» TEXTE À LIRE
C’est là, pour plusieurs d’entre nous, que réside la difficulté : il n’est pas aisé de se prononcer d’une même voix sur l’ensemble d’un texte qui comprend à la fois des articles relevant davantage de questions sociétales et d’autres fixant de nouvelles règles pour tenir compte des avancées scientifiques.

Si ce projet de loi est adopté, j’espère que seront maintenues certaines des modifications substantielles introduites par la commission spéciale du Sénat et tendant à encadrer et à sécuriser certaines des dispositions votées à l’Assemblée nationale.

Je partage maintes observations formulées par Mme Muriel Jourda, et je voudrais ici m’attarder sur le titre Ier et sur les conséquences, du point de vue de l’enfant, de l’extension de la PMA aux couples de femmes et aux femmes seules. Car le grand absent de ce projet de loi, c’est bien l’enfant : on évoque le donneur, les receveuses, les gamètes, l’enfant devenu majeur qui demandera à connaître l’identité du donneur, mais rien n’est dit des conditions et de l’impact de sa venue au monde grâce à la science, non plus que de la façon dont il va se construire psychiquement et vivre entre 0 et 18 ans. Rien n’est dit quant à l’intérêt de l’enfant d’être privé de père. Le droit de l’enfant à avoir un père, posé par l’article 7 de la Convention internationale relative aux droits de l’enfant, est remplacé par le simple droit de connaître son donneur.

» DONNÉES ENREGISTRÉES
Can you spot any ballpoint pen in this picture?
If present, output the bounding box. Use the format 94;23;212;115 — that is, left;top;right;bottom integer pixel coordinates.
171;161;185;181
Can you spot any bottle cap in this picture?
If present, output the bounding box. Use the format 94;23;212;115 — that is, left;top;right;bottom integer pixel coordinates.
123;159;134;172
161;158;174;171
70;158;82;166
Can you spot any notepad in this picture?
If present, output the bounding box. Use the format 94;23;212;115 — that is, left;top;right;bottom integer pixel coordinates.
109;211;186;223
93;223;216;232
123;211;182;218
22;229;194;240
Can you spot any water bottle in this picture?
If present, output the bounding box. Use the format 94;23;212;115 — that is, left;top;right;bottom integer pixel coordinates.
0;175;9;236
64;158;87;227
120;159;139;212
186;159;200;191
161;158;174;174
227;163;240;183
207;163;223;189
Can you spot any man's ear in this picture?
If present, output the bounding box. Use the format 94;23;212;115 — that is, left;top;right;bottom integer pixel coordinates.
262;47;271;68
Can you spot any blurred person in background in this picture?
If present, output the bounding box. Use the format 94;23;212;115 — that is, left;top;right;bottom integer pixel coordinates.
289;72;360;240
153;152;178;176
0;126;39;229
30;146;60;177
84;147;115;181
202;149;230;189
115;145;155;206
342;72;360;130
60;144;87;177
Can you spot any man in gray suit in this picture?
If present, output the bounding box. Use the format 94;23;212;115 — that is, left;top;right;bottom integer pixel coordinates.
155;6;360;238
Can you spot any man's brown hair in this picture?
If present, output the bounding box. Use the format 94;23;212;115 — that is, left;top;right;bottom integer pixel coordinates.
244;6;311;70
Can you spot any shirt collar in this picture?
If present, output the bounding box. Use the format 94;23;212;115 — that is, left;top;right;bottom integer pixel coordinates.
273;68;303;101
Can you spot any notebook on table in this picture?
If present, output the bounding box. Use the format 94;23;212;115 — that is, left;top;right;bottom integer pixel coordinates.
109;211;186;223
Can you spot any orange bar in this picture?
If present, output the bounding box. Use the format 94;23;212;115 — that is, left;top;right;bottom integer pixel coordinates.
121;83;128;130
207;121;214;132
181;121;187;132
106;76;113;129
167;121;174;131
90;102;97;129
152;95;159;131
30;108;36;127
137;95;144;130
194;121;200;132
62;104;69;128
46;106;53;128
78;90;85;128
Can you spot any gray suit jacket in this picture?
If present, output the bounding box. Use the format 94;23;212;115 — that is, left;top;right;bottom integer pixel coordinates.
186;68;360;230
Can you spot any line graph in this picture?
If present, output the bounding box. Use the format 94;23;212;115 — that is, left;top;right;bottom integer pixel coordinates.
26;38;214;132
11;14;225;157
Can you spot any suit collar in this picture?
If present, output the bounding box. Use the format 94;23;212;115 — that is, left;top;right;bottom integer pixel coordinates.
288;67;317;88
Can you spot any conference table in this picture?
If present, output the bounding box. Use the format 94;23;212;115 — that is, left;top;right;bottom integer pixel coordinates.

» CONSIGNE 1
D'après le texte sur le projet de loi, par quel droit le droit de l'enfant à avoir un père est-il remplacé ?
» CONSIGNE 2
Traduisez en anglais cette phrase du texte sur le projet de loi : « Rien n’est dit quant à l’intérêt de l’enfant d’être privé de père. »
» CONSIGNE 3
Rédigez la suite du texte sur le projet de loi, à partir de sa dernière phrase.

» VOTRE RÉPONSE 1
Par le simple droit de connaître son donneur.

» VOTRE RÉPONSE 2
Nothing is said about the child's interest in being deprived of a father.

» VOTRE RÉPONSE 3
Or, si l’on peut comprendre le désir de maternité chez toute femme, quelle que soit sa situation, il faut aussi tenir compte du droit de l’enfant à avoir un père et une mère, dans la mesure du possible. Sur ce point, le projet de loi emporte une rupture d’égalité délibérée entre les enfants, qui n’est pas sans risque pour leur développement psychologique.

Certes, tous les cliniciens en pédopsychiatrie et les chercheurs en sciences sociales et médicales ne trouvent pas de raison particulière de s’opposer aux nouvelles formes de parentalité, et les études scientifiques nationales et internationales ne semblent pas, à ce jour, rapporter de différences significatives et d’impact avéré sur le devenir de l’enfant. Toutefois, ces données ne sont guère convaincantes sur le plan méthodologique, en termes de nombre de cas et de durée d’observation d’enfants n’ayant pas toujours atteint l’âge des questions existentielles.

Mes chers collègues, tout le monde s’accorde à reconnaître que les rôles des mères et des pères ne sont pas équivalents et qu’ils participent tous deux à la construction de l’identité de l’enfant. Dans le cas d’une AMP pour un couple de femmes, on peut supposer que la fonction du père pourrait être exercée en alternance, ou plus probablement par celle qui n’aura pas porté l’enfant. Il conviendrait d’être vigilant sur cette question de l’altérité dans le cas de femmes seules. L’enjeu, pour l’enfant issu d’une AMP, est donc l’élaboration imaginaire de la figure paternelle, nécessaire à sa construction identitaire.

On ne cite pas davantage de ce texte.